• TEXT:
Monday, 3 December 2012
American Healthcare - The cold, hard realities behind Medicare cuts
And that could be a big problem if the framework for a fiscal cliff deal calls for $400 billion in entitlement savings — most of which would be likely to come from Medicare.
Republicans insist that entitlements should be part of a deal because they’re the largest drivers of the nation’s debt. But Democrats insist they won’t agree to any Medicare savings that would trim benefits — and that’s exactly what would happen with some of the biggest savings options that have circulated in recent years.
POLITICO has reported that $400 billion in entitlement savings is likely to be the floor in an eventual deal and that the Medicare cuts are likely to be a combination of raising the eligibility age, means testing and “efficiencies.”
But if President Barack Obama and Congress do agree to phase in a higher eligibility age — which, technically, wouldn’t touch “benefits” — many of those near-retirees would have to pay more for their health coverage. And if health care providers get hit with another round of cuts — the other big potential source of savings — in addition to the ones already on the way in the health care law, they’re warning that some of them won’t survive.
Here are some of the biggest cost-saving options:
Increase the Medicare eligibility age from 65 to 67: $148 billion
Most Democrats on Capitol Hill have lined up against the idea, arguing that doing so would leave 66- and 67-year-olds without access to affordable coverage. Plus, the 66- and 67-year-olds aren’t the ones sinking the Medicare trust fund; they’re typically the cheapest beneficiaries.
But they likely would become the costliest in the private insurance market, which could make coverage hard to find if they don’t already have it through the workplace — and they’d probably have to pay more out of pocket than they would under Medicare.
“Many of the people who would otherwise have enrolled in Medicare would face higher premiums for health insurance, higher out-of-pocket costs for health care, or both,” the Congressional Budget Office wrote in a January analysis of the idea.
An ABC News/Washington Post poll released Wednesday shows that 67 percent of people surveyed oppose the idea, too.
But many Republicans back the idea, and it was included in House Budget Committee Chairman Paul Ryan’s budget. They say Medicare needs to adjust to the times. In 1965, 65 was old. Today, it’s not.
And they have one prominent supporter: Obama tentatively agreed to raise the eligibility age during his summer 2011 debt ceiling negotiations with House Speaker John Boehner.
Ryan’s plan would have pushed off any changes for 10 years and then gradually increased the eligibility age over 10 years.
Increasing the Medicare Part B premium to 35 percent of costs: $241 billion
This is by far the biggest saver — but it’s also one that would clearly violate the Democrats’ pledge not to shift costs to seniors.
The idea would simply require seniors to pay a larger percentage of their premium for Medicare Part B, which covers doctor visits and other outpatient services. Not only would the government pay less, but seniors would be discouraged from overusing care.

• DATA SECTION:

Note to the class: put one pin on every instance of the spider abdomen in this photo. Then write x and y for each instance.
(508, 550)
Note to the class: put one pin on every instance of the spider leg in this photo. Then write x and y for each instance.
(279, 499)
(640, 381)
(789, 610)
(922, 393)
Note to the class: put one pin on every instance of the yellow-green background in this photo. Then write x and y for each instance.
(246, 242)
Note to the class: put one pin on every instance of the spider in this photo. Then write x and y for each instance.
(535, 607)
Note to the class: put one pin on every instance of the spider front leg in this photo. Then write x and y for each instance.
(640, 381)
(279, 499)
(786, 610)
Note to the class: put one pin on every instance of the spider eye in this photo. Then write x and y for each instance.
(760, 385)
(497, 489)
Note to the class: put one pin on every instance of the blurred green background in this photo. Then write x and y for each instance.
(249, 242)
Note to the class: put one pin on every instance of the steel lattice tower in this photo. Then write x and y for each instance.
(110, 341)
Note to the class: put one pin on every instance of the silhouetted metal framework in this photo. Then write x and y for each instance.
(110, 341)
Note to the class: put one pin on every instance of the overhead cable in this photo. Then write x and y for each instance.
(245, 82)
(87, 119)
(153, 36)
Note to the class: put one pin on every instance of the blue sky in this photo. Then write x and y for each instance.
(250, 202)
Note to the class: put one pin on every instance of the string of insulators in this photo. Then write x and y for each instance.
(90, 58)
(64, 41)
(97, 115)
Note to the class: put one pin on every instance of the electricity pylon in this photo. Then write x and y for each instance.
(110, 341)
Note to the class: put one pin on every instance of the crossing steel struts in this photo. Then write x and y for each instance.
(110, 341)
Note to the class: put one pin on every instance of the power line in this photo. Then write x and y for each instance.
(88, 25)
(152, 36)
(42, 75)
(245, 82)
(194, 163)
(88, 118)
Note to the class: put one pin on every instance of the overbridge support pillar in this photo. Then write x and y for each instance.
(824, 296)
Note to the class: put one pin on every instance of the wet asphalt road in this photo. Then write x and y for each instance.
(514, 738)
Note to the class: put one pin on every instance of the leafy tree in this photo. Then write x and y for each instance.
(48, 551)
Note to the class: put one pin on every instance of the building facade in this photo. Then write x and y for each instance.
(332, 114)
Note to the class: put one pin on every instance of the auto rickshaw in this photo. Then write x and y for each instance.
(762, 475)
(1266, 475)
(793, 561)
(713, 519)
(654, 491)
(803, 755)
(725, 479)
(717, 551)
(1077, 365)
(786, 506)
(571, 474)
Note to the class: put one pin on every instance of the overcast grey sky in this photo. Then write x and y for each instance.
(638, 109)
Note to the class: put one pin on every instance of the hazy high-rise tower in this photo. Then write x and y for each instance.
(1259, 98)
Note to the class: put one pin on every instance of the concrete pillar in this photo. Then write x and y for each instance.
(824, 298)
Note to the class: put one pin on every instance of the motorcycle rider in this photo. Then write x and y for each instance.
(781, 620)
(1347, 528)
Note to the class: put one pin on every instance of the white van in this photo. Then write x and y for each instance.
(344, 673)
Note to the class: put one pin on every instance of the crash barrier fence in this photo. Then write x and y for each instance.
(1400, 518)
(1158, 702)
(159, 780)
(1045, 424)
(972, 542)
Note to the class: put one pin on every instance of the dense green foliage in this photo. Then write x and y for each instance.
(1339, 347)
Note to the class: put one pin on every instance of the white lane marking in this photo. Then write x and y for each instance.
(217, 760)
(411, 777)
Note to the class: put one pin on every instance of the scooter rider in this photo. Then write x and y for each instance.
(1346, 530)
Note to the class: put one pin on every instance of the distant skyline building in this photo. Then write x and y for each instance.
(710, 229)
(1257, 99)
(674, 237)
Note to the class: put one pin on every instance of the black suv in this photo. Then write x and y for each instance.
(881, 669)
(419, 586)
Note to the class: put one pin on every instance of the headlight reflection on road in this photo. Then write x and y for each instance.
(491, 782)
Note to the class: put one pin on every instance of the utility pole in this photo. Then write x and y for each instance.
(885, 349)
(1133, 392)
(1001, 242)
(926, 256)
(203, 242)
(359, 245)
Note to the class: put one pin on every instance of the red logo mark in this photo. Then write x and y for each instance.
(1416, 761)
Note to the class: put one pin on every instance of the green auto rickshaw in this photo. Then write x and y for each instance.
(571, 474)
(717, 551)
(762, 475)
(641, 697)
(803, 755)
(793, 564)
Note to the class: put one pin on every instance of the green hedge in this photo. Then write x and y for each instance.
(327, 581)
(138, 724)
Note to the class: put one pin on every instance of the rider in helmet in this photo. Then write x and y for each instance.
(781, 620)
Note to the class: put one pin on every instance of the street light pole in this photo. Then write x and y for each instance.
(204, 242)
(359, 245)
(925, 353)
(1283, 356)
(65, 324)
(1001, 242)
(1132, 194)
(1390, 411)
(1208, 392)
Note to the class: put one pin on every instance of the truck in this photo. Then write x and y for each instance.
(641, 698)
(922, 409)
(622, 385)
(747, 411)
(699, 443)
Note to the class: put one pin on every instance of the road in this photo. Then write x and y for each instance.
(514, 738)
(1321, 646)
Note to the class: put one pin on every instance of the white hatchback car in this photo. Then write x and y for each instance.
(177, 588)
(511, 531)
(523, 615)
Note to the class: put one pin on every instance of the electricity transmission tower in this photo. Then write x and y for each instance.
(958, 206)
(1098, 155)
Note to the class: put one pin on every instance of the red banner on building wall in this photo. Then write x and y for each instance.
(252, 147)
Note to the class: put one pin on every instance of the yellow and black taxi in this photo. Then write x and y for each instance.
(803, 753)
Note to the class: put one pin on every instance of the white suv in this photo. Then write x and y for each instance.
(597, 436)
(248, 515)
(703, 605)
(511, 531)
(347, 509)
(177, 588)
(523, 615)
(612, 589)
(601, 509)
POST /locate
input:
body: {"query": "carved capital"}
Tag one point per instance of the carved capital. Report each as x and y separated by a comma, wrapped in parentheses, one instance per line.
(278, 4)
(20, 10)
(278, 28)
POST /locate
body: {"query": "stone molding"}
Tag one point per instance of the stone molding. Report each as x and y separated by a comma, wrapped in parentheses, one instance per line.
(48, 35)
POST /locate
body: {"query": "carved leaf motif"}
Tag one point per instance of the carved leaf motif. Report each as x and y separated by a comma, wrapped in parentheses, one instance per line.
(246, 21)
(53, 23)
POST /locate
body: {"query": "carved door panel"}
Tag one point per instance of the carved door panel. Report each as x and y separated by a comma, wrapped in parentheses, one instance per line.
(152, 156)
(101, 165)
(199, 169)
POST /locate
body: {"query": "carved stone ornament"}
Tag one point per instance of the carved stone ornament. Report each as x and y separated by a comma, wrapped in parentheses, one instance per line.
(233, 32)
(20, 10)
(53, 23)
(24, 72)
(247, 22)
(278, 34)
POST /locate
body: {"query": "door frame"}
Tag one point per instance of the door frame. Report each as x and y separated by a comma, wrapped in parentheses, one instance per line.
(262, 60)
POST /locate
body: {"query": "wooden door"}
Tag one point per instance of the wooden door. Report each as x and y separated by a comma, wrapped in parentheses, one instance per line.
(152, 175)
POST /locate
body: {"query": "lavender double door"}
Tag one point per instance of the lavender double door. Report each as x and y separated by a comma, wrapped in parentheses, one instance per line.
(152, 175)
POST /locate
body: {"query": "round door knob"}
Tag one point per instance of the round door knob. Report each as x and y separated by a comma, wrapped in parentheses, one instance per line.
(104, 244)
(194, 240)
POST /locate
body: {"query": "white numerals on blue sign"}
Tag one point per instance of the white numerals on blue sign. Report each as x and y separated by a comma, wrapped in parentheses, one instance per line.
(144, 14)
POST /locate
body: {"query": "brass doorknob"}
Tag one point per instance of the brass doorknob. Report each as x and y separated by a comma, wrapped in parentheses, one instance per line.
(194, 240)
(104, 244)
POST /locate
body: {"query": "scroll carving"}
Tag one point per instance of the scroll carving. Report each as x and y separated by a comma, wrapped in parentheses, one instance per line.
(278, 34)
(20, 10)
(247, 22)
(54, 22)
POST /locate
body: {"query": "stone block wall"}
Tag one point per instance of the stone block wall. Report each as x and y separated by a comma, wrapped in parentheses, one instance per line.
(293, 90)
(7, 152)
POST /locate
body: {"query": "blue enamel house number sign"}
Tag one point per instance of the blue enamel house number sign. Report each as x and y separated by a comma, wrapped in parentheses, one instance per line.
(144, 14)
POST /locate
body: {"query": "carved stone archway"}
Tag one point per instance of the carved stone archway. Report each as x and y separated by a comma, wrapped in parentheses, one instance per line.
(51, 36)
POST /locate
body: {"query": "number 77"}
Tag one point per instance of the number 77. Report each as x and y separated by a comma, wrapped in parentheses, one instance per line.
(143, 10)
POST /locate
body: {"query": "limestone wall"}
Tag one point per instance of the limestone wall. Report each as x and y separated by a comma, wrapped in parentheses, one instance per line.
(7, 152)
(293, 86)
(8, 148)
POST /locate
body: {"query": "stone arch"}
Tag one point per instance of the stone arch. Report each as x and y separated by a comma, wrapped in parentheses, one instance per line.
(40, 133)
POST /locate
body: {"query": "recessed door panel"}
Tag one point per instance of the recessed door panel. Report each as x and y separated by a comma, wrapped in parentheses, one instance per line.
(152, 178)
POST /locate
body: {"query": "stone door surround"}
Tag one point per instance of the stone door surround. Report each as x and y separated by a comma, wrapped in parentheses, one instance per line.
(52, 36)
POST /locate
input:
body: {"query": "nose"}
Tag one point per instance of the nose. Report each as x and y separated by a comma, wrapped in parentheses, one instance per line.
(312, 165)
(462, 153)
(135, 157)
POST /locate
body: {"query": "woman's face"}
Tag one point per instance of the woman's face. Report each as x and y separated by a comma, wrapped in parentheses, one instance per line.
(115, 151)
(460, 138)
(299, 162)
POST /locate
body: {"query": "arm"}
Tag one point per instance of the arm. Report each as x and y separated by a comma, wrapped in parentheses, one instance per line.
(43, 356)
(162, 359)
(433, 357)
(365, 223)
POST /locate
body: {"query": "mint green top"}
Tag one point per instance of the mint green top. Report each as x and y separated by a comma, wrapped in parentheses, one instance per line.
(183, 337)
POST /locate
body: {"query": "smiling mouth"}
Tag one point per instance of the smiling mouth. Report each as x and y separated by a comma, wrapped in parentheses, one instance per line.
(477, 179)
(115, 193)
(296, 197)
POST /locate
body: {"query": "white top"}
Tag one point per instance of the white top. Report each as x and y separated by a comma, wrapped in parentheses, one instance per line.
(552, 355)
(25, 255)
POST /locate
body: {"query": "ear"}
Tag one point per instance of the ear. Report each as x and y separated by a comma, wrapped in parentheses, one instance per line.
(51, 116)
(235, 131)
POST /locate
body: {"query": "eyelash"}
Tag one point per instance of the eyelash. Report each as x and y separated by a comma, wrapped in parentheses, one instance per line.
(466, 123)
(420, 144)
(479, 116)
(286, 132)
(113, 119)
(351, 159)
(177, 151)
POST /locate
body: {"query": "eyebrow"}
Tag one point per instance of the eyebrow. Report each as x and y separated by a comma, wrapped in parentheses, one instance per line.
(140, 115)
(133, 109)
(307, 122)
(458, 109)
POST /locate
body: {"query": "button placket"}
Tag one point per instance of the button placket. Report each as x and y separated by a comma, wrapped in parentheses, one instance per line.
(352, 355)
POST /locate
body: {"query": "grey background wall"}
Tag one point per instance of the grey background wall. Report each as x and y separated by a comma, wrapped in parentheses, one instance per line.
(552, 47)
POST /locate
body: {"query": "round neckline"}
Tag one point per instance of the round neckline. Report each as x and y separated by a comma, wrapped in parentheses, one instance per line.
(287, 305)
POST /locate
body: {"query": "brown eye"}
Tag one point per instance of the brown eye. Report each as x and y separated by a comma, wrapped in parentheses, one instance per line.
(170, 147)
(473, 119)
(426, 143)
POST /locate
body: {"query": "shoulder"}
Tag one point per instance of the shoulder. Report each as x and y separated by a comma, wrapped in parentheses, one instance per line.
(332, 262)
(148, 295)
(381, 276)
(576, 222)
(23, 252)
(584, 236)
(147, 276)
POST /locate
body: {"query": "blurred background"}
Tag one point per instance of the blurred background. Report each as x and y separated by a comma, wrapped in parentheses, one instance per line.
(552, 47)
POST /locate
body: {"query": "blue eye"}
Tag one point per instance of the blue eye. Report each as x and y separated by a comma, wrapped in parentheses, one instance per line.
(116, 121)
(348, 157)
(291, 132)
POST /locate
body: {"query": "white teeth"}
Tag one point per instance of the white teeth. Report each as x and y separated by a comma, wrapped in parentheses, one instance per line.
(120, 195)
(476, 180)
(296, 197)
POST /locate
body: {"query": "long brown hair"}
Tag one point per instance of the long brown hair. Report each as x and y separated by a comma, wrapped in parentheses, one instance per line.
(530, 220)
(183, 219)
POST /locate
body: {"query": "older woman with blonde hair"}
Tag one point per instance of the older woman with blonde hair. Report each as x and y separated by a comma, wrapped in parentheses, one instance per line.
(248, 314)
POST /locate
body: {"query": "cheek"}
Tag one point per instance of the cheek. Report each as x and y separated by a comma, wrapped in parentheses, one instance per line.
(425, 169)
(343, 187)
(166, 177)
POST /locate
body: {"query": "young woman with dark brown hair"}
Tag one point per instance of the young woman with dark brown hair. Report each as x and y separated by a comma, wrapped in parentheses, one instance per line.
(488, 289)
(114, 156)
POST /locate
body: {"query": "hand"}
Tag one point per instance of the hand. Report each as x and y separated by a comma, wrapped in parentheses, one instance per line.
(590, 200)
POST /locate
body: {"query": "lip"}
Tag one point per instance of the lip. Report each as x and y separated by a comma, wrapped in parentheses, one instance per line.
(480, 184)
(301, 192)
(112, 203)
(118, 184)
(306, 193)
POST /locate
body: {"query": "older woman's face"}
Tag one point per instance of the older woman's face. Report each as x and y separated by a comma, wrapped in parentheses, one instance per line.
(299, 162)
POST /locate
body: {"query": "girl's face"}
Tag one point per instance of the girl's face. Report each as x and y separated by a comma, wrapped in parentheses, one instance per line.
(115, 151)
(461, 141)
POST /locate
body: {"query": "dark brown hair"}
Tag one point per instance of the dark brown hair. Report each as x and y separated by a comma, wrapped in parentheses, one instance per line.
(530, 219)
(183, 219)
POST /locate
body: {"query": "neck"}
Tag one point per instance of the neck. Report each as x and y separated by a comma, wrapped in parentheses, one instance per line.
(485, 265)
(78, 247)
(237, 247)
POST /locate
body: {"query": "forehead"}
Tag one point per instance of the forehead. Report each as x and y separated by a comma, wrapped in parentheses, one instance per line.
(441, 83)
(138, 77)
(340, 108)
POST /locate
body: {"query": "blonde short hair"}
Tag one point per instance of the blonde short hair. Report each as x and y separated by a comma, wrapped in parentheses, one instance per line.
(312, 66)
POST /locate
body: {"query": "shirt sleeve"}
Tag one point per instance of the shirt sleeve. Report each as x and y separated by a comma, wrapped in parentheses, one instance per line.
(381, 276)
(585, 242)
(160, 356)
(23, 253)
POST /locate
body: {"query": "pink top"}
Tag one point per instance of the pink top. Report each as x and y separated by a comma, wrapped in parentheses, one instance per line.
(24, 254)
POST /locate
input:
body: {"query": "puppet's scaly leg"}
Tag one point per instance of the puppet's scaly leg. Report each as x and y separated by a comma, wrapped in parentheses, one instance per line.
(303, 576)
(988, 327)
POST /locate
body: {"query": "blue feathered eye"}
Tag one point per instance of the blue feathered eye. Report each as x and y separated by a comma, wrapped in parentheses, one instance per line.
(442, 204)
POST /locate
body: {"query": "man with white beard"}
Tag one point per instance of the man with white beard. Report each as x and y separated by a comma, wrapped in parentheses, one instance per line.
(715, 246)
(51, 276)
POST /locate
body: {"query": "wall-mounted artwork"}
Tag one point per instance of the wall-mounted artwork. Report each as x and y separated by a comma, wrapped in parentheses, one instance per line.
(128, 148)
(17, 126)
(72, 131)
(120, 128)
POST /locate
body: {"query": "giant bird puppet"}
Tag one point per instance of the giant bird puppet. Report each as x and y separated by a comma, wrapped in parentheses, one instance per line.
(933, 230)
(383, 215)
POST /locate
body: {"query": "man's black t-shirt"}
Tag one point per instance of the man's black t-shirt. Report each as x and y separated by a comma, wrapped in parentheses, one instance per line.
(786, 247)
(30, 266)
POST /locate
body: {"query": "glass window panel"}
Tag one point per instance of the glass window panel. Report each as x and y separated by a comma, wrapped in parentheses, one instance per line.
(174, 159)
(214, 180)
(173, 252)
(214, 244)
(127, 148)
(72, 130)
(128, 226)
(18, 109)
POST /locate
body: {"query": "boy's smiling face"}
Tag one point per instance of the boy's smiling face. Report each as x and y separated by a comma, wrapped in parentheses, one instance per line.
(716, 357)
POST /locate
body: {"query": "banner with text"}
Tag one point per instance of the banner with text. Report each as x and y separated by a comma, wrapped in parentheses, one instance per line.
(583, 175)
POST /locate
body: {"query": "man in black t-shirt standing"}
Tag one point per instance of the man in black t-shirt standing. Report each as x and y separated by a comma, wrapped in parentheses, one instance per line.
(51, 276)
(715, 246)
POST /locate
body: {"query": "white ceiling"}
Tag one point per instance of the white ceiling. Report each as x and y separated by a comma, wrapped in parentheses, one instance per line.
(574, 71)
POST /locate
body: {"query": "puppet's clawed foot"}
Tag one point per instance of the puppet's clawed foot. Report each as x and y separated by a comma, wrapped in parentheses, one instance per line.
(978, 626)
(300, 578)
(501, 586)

• STUDY QUESTIONS:
- a) Reproduce the passage of the Medicare cuts text that begins at the words "Ryan’s plan would" and stops after the words "costs to seniors.".
- b) In the Medicare cuts text, how much would be saved by raising the Medicare Part B premium to 35 percent of costs?

• ANSWERS FOR THE EXERCISE:
- a)
Ryan’s plan would have pushed off any changes for 10 years and then gradually increased the eligibility age over 10 years.
Increasing the Medicare Part B premium to 35 percent of costs: $241 billion
This is by far the biggest saver — but it’s also one that would clearly violate the Democrats’ pledge not to shift costs to seniors.

- b) $241 billion